Bozier, Cillaire

limites de la communauté et de la relation urbaine


Cette fin du mois d’août, par rapport à fin août 2009, grand plaisir à voir dans notre navigation antarctique plusieurs autres navigateurs affronter les terres inconnues. Tant mieux, parce que les enjeux seront plus visibles si on est plus d’artisans – et chacun saura prendre au voisin quelque leçon, de graphisme, d’accompagnement du texte, d’adaptation aux nouveaux usages et matériels de lecture.

Tiendra le coup, le brave bateau publie.net, de vieilles planches et déjà pas mal de traversées, par rapport aux rutilants équipages qui surgissent ? Confiance : on connaît la mer. Une grande récompense, pour notre petite équipe, ce sont ces liens qui se constituent, auteurs eux-mêmes lecteurs, lecteurs eux-mêmes blogueurs, et c’est peut-être en cela le déplacement essentiel. Confiance, aussi, parce que compte surtout – ce serait même mon principal axiome dans cette navigation quand même parfois épuisante (comme toute navigation, il faut pas mal d’heures à la barre ou aux winches, ou à écoper les soutes, même sur les meilleurs voiliers), c’est l’intérêt et le caractère nécessaire des textes qu’on met en circulation.
########################################
__CE QUE VOUS FEREZ__.
a - Recopiez, dans le texte sur publie.net, le passage allant de « Bozier, Cillaire » jusqu'à « matériels de lecture. ».
b - Rédigez la suite du texte sur publie.net, à partir de l'endroit où il s'arrête.
########################################
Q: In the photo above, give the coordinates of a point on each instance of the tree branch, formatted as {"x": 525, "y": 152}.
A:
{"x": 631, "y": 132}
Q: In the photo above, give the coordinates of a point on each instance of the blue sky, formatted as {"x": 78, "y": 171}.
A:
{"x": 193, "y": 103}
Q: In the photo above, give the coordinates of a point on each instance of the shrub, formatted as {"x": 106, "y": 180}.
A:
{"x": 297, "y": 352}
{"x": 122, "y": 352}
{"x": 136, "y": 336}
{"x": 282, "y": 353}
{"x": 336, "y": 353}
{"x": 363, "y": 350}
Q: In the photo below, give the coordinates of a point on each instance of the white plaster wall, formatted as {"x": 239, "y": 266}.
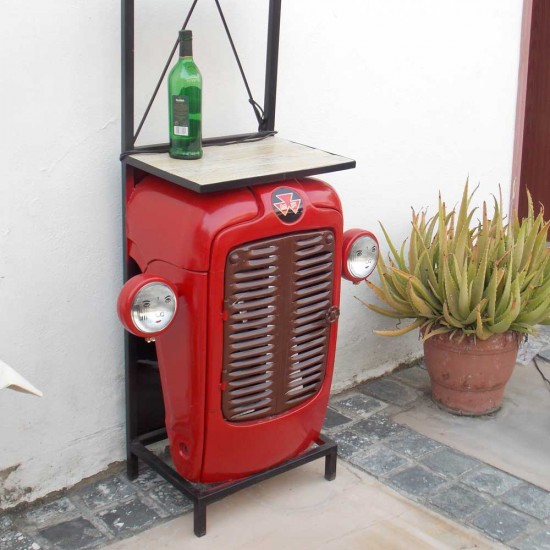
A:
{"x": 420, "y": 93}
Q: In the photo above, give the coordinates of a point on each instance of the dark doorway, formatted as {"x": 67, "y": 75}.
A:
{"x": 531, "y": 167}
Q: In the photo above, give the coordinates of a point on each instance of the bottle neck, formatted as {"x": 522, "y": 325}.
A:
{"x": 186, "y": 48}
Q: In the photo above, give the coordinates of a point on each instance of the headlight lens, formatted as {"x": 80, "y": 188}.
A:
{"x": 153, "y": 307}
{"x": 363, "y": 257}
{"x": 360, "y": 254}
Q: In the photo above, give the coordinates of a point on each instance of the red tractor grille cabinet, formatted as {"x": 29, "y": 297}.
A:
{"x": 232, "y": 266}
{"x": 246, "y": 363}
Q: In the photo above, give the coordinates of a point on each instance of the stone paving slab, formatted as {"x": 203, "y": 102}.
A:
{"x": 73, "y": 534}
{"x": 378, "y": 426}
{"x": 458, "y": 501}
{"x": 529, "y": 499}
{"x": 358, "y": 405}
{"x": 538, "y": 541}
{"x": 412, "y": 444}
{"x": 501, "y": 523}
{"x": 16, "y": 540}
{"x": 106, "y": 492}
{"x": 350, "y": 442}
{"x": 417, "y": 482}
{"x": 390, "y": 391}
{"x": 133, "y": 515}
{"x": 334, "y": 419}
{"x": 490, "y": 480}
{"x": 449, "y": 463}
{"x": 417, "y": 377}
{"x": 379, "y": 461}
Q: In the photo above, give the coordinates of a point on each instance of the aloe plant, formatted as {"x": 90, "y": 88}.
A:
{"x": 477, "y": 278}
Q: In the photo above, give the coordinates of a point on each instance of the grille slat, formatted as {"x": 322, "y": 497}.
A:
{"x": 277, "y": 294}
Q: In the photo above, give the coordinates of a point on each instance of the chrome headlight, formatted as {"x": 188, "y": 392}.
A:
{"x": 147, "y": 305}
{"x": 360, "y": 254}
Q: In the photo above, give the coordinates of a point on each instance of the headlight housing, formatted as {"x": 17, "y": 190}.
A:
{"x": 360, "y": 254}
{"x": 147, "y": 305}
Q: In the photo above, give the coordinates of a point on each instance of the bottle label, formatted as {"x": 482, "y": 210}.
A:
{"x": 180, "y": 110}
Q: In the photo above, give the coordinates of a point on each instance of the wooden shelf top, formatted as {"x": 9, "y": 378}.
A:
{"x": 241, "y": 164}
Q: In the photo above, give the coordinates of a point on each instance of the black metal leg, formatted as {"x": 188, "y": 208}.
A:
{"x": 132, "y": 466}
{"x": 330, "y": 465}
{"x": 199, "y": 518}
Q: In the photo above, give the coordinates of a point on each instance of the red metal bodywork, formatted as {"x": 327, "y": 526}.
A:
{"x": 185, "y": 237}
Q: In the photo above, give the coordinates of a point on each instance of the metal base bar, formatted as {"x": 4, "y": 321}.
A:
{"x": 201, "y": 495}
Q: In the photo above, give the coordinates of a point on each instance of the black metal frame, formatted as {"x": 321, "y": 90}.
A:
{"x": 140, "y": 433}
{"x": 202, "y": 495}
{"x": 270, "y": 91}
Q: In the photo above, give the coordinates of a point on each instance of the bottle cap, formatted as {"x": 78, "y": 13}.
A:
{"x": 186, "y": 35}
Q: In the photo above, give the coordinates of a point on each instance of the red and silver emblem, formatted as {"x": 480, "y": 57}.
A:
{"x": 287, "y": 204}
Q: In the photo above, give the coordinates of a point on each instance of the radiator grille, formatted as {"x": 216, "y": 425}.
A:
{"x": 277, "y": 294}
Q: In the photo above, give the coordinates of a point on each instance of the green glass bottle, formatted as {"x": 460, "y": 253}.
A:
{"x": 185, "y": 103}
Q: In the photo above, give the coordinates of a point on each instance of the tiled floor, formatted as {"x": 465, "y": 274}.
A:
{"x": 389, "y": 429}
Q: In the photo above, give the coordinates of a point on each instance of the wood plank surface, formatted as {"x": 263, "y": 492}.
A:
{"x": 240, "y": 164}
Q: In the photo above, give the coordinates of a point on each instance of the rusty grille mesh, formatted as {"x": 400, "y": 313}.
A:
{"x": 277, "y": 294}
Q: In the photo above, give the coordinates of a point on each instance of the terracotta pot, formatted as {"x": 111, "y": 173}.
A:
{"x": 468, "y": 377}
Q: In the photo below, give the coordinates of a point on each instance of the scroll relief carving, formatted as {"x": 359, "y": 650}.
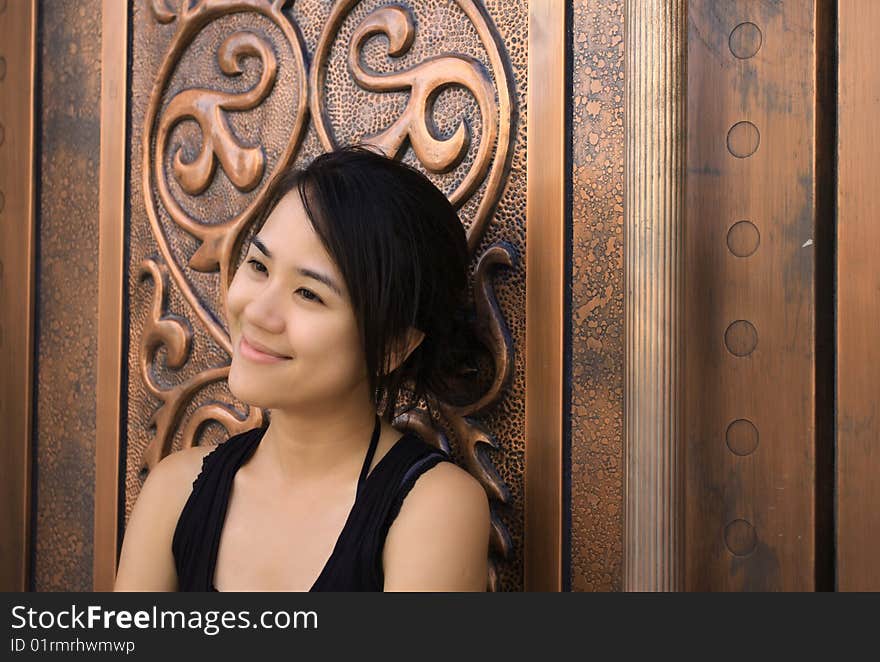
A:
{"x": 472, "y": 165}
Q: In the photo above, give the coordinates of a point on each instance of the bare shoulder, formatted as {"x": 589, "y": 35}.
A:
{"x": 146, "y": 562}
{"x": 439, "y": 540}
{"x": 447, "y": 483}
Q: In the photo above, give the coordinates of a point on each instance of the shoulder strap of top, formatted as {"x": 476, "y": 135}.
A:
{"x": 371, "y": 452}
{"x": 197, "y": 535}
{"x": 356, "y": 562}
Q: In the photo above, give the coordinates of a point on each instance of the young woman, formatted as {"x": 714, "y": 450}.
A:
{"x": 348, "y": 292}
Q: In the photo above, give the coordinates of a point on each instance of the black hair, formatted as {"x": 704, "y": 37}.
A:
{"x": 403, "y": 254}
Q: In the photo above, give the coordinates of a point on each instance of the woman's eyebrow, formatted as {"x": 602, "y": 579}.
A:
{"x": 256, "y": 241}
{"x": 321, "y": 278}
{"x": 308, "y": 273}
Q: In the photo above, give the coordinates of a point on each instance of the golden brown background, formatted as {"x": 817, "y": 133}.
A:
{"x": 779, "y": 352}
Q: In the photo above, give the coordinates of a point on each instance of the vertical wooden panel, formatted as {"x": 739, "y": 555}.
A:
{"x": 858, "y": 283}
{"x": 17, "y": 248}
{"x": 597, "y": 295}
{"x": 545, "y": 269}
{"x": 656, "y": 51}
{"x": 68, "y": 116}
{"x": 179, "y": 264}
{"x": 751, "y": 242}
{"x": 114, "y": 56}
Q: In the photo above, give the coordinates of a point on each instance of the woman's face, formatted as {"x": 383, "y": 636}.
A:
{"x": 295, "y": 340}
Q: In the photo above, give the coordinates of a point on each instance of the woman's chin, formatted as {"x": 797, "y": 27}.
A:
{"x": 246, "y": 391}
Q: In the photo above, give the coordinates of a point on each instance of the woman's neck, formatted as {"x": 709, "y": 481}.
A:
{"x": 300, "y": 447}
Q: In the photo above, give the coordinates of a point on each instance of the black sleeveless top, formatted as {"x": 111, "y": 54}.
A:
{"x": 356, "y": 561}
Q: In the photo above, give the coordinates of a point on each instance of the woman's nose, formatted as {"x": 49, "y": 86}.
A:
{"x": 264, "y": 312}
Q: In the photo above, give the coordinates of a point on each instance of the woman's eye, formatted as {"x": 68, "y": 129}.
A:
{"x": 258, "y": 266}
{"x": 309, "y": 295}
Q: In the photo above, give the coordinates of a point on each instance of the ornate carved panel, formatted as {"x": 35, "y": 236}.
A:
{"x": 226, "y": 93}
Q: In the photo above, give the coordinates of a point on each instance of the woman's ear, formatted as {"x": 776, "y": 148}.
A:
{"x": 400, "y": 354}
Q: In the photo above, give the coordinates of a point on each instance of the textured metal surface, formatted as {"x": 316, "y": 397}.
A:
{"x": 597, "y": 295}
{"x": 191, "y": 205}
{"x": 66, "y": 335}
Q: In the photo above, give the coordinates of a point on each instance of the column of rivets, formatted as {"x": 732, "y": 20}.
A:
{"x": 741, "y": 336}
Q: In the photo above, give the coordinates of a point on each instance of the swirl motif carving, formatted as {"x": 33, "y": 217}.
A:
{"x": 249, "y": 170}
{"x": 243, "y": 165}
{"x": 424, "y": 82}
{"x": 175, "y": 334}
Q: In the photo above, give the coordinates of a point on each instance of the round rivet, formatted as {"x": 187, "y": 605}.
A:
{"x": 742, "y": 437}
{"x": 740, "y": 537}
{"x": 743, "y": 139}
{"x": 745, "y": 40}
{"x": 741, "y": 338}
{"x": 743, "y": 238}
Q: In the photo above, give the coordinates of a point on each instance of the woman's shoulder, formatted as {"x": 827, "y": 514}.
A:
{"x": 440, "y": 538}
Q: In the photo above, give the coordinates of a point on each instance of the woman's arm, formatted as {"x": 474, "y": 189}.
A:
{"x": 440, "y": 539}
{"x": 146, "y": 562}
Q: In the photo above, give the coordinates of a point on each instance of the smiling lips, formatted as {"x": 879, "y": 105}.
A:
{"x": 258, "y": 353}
########################################
__EN RÉPONSE__.
a -
Bozier, Cillaire

limites de la communauté et de la relation urbaine


Cette fin du mois d’août, par rapport à fin août 2009, grand plaisir à voir dans notre navigation antarctique plusieurs autres navigateurs affronter les terres inconnues. Tant mieux, parce que les enjeux seront plus visibles si on est plus d’artisans – et chacun saura prendre au voisin quelque leçon, de graphisme, d’accompagnement du texte, d’adaptation aux nouveaux usages et matériels de lecture.

b -
Il y a une littérature de loisir, et tant mieux, il y a d’immenses réussites avec la littérature populaire, ou les formes de fiction, fantasy etc, tant mieux. Moi, ce qui me mène, c’est les textes dans lesquels j’ai envie de rester, d’inaugurer un rapport dense, les textes qui me collent à la peau et qui laissent après eux une rémanence. Pas la petite histoire et au revoir, pas le feuilleton à la découpe.

Confiance aussi parce qu’on s’éloigne résolument des routes connues, en privilégiant le cabinet de lecture, accès illimité à la totalité du catalogue, pour découvrir et partager, via notre abonnement annuel, et la pluralité des formats (sans DRM bien sûr, beurk).

Alors, ce soir, si publie.net s’est enrichi de deux textes difficiles, voire sauvages, voire cruels, pas à se tracasser pour savoir si notre bateau ira aussi vite que les fringants nouveaux.

Ce qui compte, c’est que ce qui se lira ici puisse révéler une part inédite du monde. Et que, sollicitant ce monde là où il nous interroge, là où il peut même nous faire violence, en tout cas – pour reprendre René Char, dans le Comment vivre sans inconnu devant soi –, comment ces textes neufs pourraient se satisfaire des formes déjà repérées de la littérature, dont l’histoire a constamment été une invention par sauts, à mesure que le dehors la contraignait à ce saut ?

Alors voilà Bozier qui parle de la guerre, de notre répugnance à la guerre, notre détestation de la guerre : qui de nous pour être indemne du vieux démon qui organise toute l’histoire des hommes et continue de venir battre tout proche, parfois exercé en notre nom ? Invite à lire
Abattoir 26.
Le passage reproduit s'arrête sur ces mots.